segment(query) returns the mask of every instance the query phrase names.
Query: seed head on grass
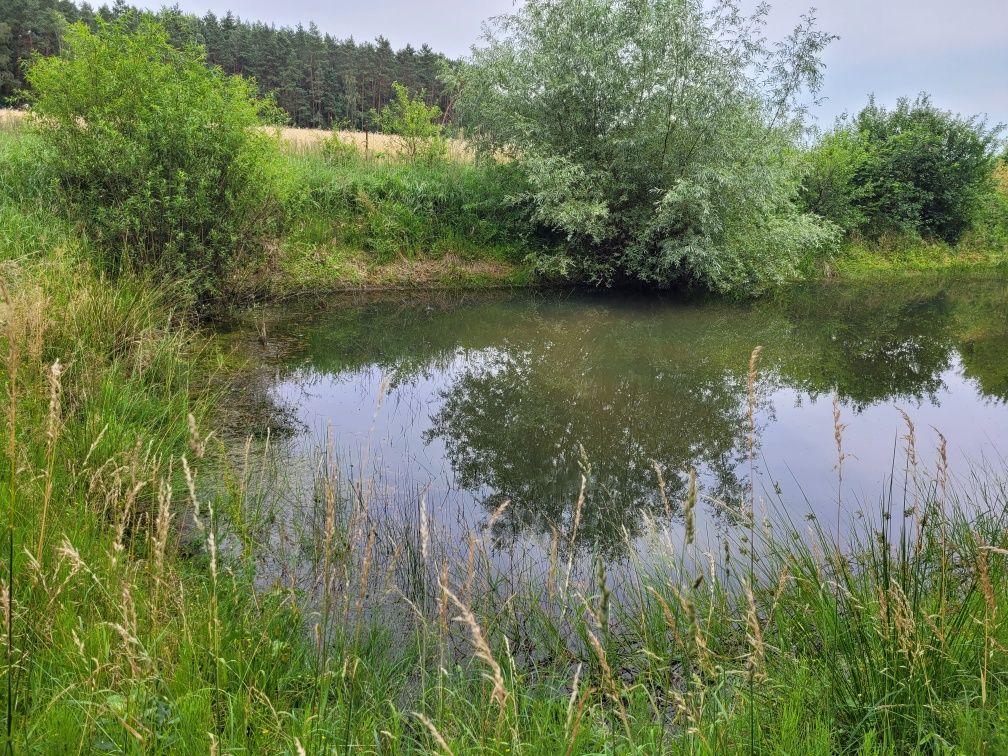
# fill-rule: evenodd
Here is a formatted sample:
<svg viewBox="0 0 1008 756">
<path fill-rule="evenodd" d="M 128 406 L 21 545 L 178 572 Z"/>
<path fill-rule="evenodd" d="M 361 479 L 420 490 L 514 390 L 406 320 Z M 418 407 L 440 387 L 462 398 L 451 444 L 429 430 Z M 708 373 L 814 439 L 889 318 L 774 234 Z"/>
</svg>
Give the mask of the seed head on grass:
<svg viewBox="0 0 1008 756">
<path fill-rule="evenodd" d="M 657 460 L 651 460 L 651 466 L 654 468 L 655 476 L 658 478 L 658 492 L 661 494 L 662 506 L 665 508 L 665 517 L 672 517 L 672 507 L 669 504 L 668 490 L 665 487 L 665 475 L 662 473 L 661 465 L 658 464 Z"/>
<path fill-rule="evenodd" d="M 427 520 L 427 495 L 420 497 L 420 558 L 424 569 L 427 569 L 430 559 L 430 525 Z"/>
<path fill-rule="evenodd" d="M 42 522 L 39 525 L 38 546 L 35 549 L 35 559 L 42 559 L 42 546 L 45 543 L 46 517 L 49 514 L 49 504 L 53 493 L 53 466 L 56 462 L 56 440 L 60 431 L 60 395 L 63 389 L 63 366 L 57 359 L 46 373 L 49 382 L 49 415 L 46 422 L 46 473 L 45 494 L 42 499 Z"/>
<path fill-rule="evenodd" d="M 585 626 L 585 635 L 588 636 L 588 643 L 595 652 L 595 658 L 598 659 L 599 668 L 602 670 L 602 682 L 605 683 L 606 692 L 616 707 L 616 714 L 619 716 L 620 722 L 623 724 L 623 730 L 629 740 L 631 739 L 630 719 L 627 717 L 626 707 L 623 705 L 623 698 L 620 695 L 619 686 L 616 684 L 616 677 L 613 675 L 612 667 L 609 666 L 609 659 L 606 656 L 605 649 L 599 642 L 598 637 L 587 625 Z"/>
<path fill-rule="evenodd" d="M 756 599 L 752 586 L 746 584 L 746 669 L 756 680 L 765 679 L 766 646 L 763 644 L 763 630 L 760 627 L 759 615 L 756 613 Z"/>
<path fill-rule="evenodd" d="M 583 451 L 583 450 L 582 450 Z M 563 595 L 566 596 L 570 590 L 571 575 L 574 572 L 574 545 L 577 543 L 578 528 L 581 525 L 581 510 L 585 503 L 585 487 L 588 485 L 588 478 L 581 474 L 581 490 L 578 493 L 577 504 L 574 506 L 574 522 L 571 524 L 570 537 L 567 540 L 567 574 L 564 576 Z M 566 611 L 566 603 L 564 611 Z"/>
<path fill-rule="evenodd" d="M 696 470 L 690 468 L 689 471 L 689 487 L 686 491 L 686 505 L 683 507 L 683 518 L 686 524 L 686 545 L 690 546 L 696 539 L 696 519 L 694 517 L 694 510 L 696 509 L 697 501 L 697 482 L 696 482 Z"/>
<path fill-rule="evenodd" d="M 448 756 L 455 756 L 455 754 L 452 752 L 452 749 L 448 747 L 448 742 L 444 739 L 444 736 L 442 736 L 441 733 L 438 732 L 438 728 L 434 726 L 433 722 L 431 722 L 419 711 L 414 711 L 413 716 L 423 723 L 423 726 L 427 728 L 428 732 L 430 732 L 431 734 L 431 737 L 434 738 L 434 742 L 436 742 L 441 747 L 441 750 L 443 750 L 446 754 L 448 754 Z"/>
<path fill-rule="evenodd" d="M 571 725 L 574 720 L 574 705 L 577 703 L 578 685 L 581 682 L 581 666 L 578 664 L 577 669 L 574 670 L 574 681 L 571 683 L 570 699 L 567 701 L 567 717 L 564 719 L 564 732 L 568 734 L 571 731 Z"/>
<path fill-rule="evenodd" d="M 490 651 L 490 646 L 487 645 L 486 639 L 483 637 L 483 630 L 480 628 L 476 616 L 440 579 L 438 579 L 438 586 L 444 595 L 448 597 L 448 600 L 458 609 L 459 616 L 455 617 L 455 621 L 460 622 L 468 628 L 473 649 L 476 652 L 476 658 L 490 668 L 490 674 L 487 675 L 487 679 L 493 684 L 493 688 L 490 691 L 490 700 L 496 703 L 501 713 L 503 713 L 508 701 L 508 691 L 504 685 L 504 672 L 494 658 L 493 652 Z"/>
</svg>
•••••
_HOW TO COMPLETE THIS TASK:_ Write out the listing word for word, omitting the pictures it holds.

_SOLUTION FOR THIS PROBLEM:_
segment(query) returns the mask of every instance the query phrase names.
Query: seed head on grass
# fill-rule: evenodd
Here is a formatted sample:
<svg viewBox="0 0 1008 756">
<path fill-rule="evenodd" d="M 128 406 L 21 545 L 178 572 Z"/>
<path fill-rule="evenodd" d="M 361 479 L 420 490 L 514 390 L 406 320 Z M 418 407 L 440 387 L 462 398 L 451 444 L 429 430 Z M 708 373 L 814 439 L 889 318 L 774 234 Z"/>
</svg>
Give the mask of the seed head on grass:
<svg viewBox="0 0 1008 756">
<path fill-rule="evenodd" d="M 657 460 L 651 460 L 651 466 L 654 468 L 655 476 L 658 478 L 658 492 L 661 494 L 662 506 L 665 508 L 665 517 L 672 517 L 672 507 L 669 504 L 668 490 L 665 487 L 665 475 L 662 473 L 661 465 L 658 464 Z"/>
<path fill-rule="evenodd" d="M 427 520 L 427 495 L 420 497 L 420 558 L 424 569 L 427 569 L 430 559 L 430 525 Z"/>
<path fill-rule="evenodd" d="M 42 522 L 39 525 L 38 546 L 35 549 L 35 559 L 42 559 L 42 546 L 45 543 L 46 517 L 49 514 L 49 504 L 53 493 L 53 466 L 56 462 L 56 440 L 60 431 L 60 395 L 63 389 L 63 366 L 57 359 L 46 373 L 49 382 L 49 415 L 46 422 L 46 473 L 45 494 L 42 499 Z"/>
<path fill-rule="evenodd" d="M 585 626 L 585 635 L 588 636 L 588 643 L 595 652 L 595 658 L 598 659 L 599 668 L 602 670 L 602 682 L 605 683 L 606 692 L 616 707 L 616 714 L 619 716 L 620 722 L 623 724 L 623 730 L 629 740 L 631 739 L 630 719 L 627 717 L 626 707 L 623 705 L 623 698 L 620 695 L 619 686 L 616 684 L 616 677 L 613 675 L 612 667 L 609 666 L 609 659 L 606 656 L 605 649 L 599 642 L 598 637 L 587 625 Z"/>
<path fill-rule="evenodd" d="M 756 599 L 752 586 L 746 584 L 746 669 L 756 680 L 765 679 L 766 646 L 763 644 L 763 630 L 760 627 L 759 615 L 756 613 Z"/>
<path fill-rule="evenodd" d="M 583 451 L 583 450 L 582 450 Z M 563 595 L 566 596 L 570 590 L 571 575 L 574 572 L 574 545 L 577 543 L 578 528 L 581 525 L 581 510 L 585 503 L 585 487 L 588 485 L 588 478 L 581 474 L 581 490 L 578 493 L 577 504 L 574 506 L 574 522 L 571 524 L 570 537 L 567 540 L 567 574 L 564 576 Z M 566 611 L 566 603 L 564 611 Z"/>
<path fill-rule="evenodd" d="M 696 470 L 690 468 L 689 471 L 689 487 L 686 491 L 686 505 L 683 507 L 683 518 L 686 524 L 686 545 L 690 546 L 696 539 L 696 519 L 694 517 L 694 510 L 696 509 L 697 501 L 697 482 L 696 482 Z"/>
<path fill-rule="evenodd" d="M 448 756 L 455 756 L 455 754 L 452 752 L 452 749 L 448 747 L 448 742 L 444 739 L 444 736 L 442 736 L 441 733 L 438 732 L 438 728 L 434 726 L 433 722 L 431 722 L 419 711 L 414 711 L 413 716 L 423 723 L 423 726 L 427 728 L 428 732 L 430 732 L 431 734 L 431 737 L 434 738 L 434 742 L 436 742 L 441 747 L 441 750 L 443 750 L 446 754 L 448 754 Z"/>
<path fill-rule="evenodd" d="M 571 725 L 574 720 L 574 705 L 577 703 L 578 685 L 581 682 L 581 666 L 578 664 L 577 669 L 574 670 L 574 681 L 571 683 L 570 699 L 567 701 L 567 717 L 564 719 L 564 732 L 568 734 L 571 731 Z"/>
<path fill-rule="evenodd" d="M 490 651 L 490 646 L 487 645 L 486 639 L 483 637 L 483 630 L 480 628 L 476 616 L 440 579 L 438 579 L 438 586 L 444 595 L 448 597 L 448 600 L 458 609 L 459 616 L 455 617 L 455 621 L 460 622 L 468 628 L 473 649 L 476 652 L 476 658 L 490 668 L 490 674 L 487 675 L 487 679 L 493 684 L 493 688 L 490 691 L 490 700 L 496 703 L 501 713 L 503 713 L 508 701 L 508 691 L 504 685 L 504 672 L 494 658 L 493 652 Z"/>
</svg>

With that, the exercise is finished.